(Exercise) A faithful transcription of all the data is required.

Referring expression pointing data:
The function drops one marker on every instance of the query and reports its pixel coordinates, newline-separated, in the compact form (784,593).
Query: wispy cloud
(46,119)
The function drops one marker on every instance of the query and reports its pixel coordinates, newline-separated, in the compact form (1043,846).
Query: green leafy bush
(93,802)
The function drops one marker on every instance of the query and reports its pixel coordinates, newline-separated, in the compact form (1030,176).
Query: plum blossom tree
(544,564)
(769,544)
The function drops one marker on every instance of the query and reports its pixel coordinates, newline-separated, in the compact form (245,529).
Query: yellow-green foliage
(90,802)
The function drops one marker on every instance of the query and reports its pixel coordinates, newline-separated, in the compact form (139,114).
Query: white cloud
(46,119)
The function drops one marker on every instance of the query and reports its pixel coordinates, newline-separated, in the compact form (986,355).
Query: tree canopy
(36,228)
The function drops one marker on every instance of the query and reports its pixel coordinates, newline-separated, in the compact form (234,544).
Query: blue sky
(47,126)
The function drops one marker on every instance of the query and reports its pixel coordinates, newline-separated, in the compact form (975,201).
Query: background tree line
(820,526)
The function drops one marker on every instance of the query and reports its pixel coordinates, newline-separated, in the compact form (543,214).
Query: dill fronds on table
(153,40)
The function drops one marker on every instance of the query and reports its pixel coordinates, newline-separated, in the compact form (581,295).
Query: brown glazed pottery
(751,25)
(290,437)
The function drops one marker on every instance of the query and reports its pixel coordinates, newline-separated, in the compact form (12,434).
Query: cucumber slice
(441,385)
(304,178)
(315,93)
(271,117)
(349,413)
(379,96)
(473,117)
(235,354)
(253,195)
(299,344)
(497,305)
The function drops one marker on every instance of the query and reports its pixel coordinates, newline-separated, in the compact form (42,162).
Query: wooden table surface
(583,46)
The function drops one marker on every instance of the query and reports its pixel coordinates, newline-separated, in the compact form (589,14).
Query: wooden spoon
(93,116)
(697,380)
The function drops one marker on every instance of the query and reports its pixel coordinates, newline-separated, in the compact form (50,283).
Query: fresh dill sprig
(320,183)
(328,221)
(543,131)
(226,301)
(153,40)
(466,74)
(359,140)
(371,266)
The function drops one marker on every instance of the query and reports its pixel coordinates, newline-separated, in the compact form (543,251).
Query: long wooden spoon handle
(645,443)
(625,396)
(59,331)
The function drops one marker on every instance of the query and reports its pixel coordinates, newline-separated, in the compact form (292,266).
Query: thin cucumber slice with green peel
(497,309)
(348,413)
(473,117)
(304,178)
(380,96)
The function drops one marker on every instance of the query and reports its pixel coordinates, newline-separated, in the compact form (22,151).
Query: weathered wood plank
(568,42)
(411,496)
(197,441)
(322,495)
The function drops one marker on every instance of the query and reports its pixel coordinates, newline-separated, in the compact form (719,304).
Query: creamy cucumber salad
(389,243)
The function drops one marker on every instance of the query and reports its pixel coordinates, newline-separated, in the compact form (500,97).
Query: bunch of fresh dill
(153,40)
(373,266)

(Answer box)
The function drops one marker on every instance of the query and reports its pixel coordinates, newline-separated, in the compact form (784,593).
Query: wispy cloud
(46,119)
The function drops one marker on every instance of the query and reports its pixel coordinates, newline-separated, in the compact form (1043,846).
Query: green leafy bush
(93,802)
The function drops one marker on every instance of the query and reports its pixel coordinates, newline-separated, in the compact form (1030,176).
Query: plum blossom tree
(544,564)
(769,544)
The function drops one marker on every instance of the query and reports its pixel coordinates, newline-separated, in the compact form (245,529).
Query: yellow-green foliage
(90,802)
The function drops one marker on every instance of the query and reports its pixel coordinates, newline-separated, in the compact form (139,114).
Query: white cloud
(46,119)
The function drops one marker on every instance of the query and reports its pixel coordinates, newline-separated, in the compact form (986,355).
Query: tree canopy
(36,228)
The function drops one marker on every instance of the query and reports its pixel coordinates, newline-separated, in the compact form (234,544).
Query: blue sky
(47,126)
The function drops one marker on every instance of the query and reports its pixel coordinates, newline-separated, in the compact form (975,201).
Query: background tree line
(820,526)
The function drops one marker on every instance of the query and reports its pixel coordinates, newline-separated, in the compact form (543,214).
Query: dill fronds on table
(153,40)
The function drops one marker on every instance of the query and reports its pixel coordinates, newline-separated, in the compact form (581,295).
Query: brown glazed pottery
(751,25)
(290,437)
The function drops one marker on every instance of the query and reports its pixel coordinates, newline-separated, in the compact form (12,434).
Query: cucumber slice
(441,385)
(304,178)
(315,93)
(271,117)
(349,413)
(379,96)
(473,117)
(235,354)
(253,195)
(299,344)
(497,305)
The function drops one marker on every instance of the query and reports its pixel coordinates, newline-separated, in the compact form (42,162).
Query: wooden table surface
(583,46)
The function drops one marker on every instance of the query and reports its pixel coordinates, newline-separated, in the compact form (589,14).
Query: wooden spoon
(93,116)
(697,380)
The function drops one marker on every instance of the query and reports its pixel coordinates, newline-separated, in the compact form (50,283).
Query: fresh dill sprig
(320,183)
(328,221)
(543,131)
(226,301)
(153,40)
(466,74)
(359,140)
(371,266)
The function drops one marker on every instance of the query and reports its pixel coordinates, newline-separated, in the compact form (543,251).
Query: long wooden spoon handle
(645,443)
(625,396)
(59,331)
The function drops one marker on every instance of the query and reports its pixel coordinates, newline-separated, in the compact form (292,266).
Query: thin cucumber slice with green peel
(497,309)
(348,413)
(473,117)
(304,178)
(380,96)
The function drops one marker on every instance of the query and reports its pixel coordinates, newline-separated, in the compact form (22,151).
Query: weathered wood plank
(568,42)
(411,496)
(197,441)
(322,495)
The function drops one marker on every instance of the query and reports its pixel coordinates, newline-separated, in the compact form (719,304).
Query: creamy cucumber salad
(389,243)
The function drops one marker on every instance of the query and reports its pixel coordinates, newline-separated, in the compact form (500,97).
Query: bunch of fresh dill
(153,40)
(373,266)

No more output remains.